* start *
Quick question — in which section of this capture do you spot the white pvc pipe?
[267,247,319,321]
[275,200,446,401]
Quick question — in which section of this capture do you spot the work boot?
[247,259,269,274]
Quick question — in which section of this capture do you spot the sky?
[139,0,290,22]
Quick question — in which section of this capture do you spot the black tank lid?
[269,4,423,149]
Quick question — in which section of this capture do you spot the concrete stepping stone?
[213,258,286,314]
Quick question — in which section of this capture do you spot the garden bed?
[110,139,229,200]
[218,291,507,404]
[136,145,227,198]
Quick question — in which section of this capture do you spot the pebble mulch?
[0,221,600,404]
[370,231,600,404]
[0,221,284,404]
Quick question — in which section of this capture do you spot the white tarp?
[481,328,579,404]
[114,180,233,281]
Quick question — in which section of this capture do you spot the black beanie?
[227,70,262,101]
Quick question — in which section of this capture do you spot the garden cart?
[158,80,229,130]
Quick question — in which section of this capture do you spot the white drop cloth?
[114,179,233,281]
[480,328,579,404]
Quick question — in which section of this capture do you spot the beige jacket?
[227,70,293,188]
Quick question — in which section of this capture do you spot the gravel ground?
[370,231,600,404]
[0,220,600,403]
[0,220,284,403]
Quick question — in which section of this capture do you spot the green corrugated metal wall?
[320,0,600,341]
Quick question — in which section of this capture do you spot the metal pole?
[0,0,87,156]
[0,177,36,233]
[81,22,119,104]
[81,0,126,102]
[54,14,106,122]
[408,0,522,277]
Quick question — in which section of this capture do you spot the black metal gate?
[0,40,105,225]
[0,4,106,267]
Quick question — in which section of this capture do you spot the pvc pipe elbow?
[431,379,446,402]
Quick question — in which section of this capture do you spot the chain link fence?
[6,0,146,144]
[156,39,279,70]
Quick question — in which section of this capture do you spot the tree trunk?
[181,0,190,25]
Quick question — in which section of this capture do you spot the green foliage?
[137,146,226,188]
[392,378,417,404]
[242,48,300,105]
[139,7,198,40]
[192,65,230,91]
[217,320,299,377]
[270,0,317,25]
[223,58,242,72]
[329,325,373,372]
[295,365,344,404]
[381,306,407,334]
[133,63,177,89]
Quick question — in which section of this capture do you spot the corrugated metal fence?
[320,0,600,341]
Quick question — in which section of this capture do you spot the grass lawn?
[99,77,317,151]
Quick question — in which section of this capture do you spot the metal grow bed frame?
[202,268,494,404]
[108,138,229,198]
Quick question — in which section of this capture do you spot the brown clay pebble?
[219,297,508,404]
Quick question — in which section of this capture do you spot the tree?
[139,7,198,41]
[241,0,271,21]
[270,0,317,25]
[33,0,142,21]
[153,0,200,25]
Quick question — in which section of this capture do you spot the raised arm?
* end *
WHAT THE TASK ASKS
Pull out every line in the records above that contains the string "tree", and copy each one in full.

SOLVED EXERCISE
Quick question — in which section of this capture do you spot the tree trunk?
Quick question — in which section of this capture do you spot the tree?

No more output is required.